Passage for review:
Tropographics - Filippo Bardazzi and Laura Chiaroni (SooS Chronicles)

A trópos is a recurring element. A trópos is a motif in narrative. (Yes, also in visual narrative). A trópos is a cliché. Everything can become a trópos, but each of them is not present as itself. It is there to direct to something else. A trópos keeps changing: that's what makes it always the same.

Tropographics is a project by Filippo Bardazzi and Laura Chiaroni—SooS Chronicles. It is definitely not a series of beautiful pictures found by chance on the web. And it isn't either a collection of random weird scenes. This is instead our trip through landscape and photography, in search of tropes around the world. The archive will be constantly updated and expanded with new categories.

All images have been taken using Google Street View.


BUS STOP

Bus stops are small reproductions of our lives. You stand or sit there waiting for a ride that can bring you to your final destination. During this wait you share a limited space with unknown people. Sometimes you talk to others, sometimes you just ignore them because you are busy thinking or because you just want to scroll through your phone with no particular reason. We have two friends that we've always known as a couple. They first met at a bus stop 15 years ago. They are now married with children. Life is often unpredictable.

Study material:
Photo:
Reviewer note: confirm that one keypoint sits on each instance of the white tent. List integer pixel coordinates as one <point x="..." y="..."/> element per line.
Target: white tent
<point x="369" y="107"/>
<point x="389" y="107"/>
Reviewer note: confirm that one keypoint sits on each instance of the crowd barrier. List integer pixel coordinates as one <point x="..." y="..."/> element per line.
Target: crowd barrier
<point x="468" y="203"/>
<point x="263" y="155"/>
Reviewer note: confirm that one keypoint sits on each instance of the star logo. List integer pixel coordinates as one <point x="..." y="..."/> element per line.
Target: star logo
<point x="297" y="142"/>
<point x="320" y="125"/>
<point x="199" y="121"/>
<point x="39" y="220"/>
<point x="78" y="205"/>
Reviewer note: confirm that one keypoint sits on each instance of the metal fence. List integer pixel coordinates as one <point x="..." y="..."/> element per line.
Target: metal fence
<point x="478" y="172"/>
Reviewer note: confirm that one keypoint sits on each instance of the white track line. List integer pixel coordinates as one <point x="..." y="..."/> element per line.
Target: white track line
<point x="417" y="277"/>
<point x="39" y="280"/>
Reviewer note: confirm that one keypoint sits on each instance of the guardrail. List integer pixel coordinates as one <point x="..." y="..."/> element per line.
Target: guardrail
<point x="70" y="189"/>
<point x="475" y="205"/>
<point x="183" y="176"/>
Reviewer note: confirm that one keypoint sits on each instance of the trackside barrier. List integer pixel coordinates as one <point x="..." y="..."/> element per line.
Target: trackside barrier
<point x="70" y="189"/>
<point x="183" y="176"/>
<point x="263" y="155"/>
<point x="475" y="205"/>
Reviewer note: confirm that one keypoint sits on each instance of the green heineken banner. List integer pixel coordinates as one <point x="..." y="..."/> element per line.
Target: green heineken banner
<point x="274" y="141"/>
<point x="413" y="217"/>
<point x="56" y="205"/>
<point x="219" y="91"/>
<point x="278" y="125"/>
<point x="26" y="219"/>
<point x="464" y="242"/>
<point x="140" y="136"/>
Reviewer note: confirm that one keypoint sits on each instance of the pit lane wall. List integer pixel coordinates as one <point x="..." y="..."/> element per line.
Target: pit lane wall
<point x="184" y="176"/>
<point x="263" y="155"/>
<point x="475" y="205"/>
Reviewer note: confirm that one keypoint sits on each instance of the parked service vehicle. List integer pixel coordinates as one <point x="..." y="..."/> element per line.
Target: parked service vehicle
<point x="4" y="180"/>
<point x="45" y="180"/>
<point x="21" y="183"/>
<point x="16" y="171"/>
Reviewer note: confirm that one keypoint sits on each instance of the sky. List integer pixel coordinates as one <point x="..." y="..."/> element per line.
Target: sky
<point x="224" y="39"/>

Problems to solve:
**1.** In the Tropographics passage, what was used to take all the images?
**2.** Carry on the Tropographics passage from its last sentence, keeping the same voice.

Expected responses:
**1.** Google Street View.

**2.**
COCA-COLA

Coca-Cola is likely the only thing you can order in any place of the world you happen to be. In the middle of the desert or in the jungle, on the snowy mountains or on a hammock in front of the Caribbean Sea, a can of Coke is always available, with the same taste, the same packaging, the same bubbles. First sold in pharmacies, now you can find it anywhere except (maybe) pharmacies. Its distribution is so widespread thanks to an extensive advertising coverage, showing the world famous red and white logo. Even Santa Claus loved this soft drink so much that he started wearing these colours as an uniform for his job.

DOG

It is said that a dog is a man's best friend. Yeah, maybe. We don't have enough evidence for that. Surely they are everywhere and they populate cities and outskirts together with us for centuries. Most of human activities can be done with a dog on our side. Dogs sometimes act in ways that look mysterious to us: we don't know what they say when they bark or growl in the streets and it's funny how they get in touch by sniffing each other's butts. They are faithful but there is no way you can eradicate their freedom to sleep on a dusty roadside and their will to run behind a passing car.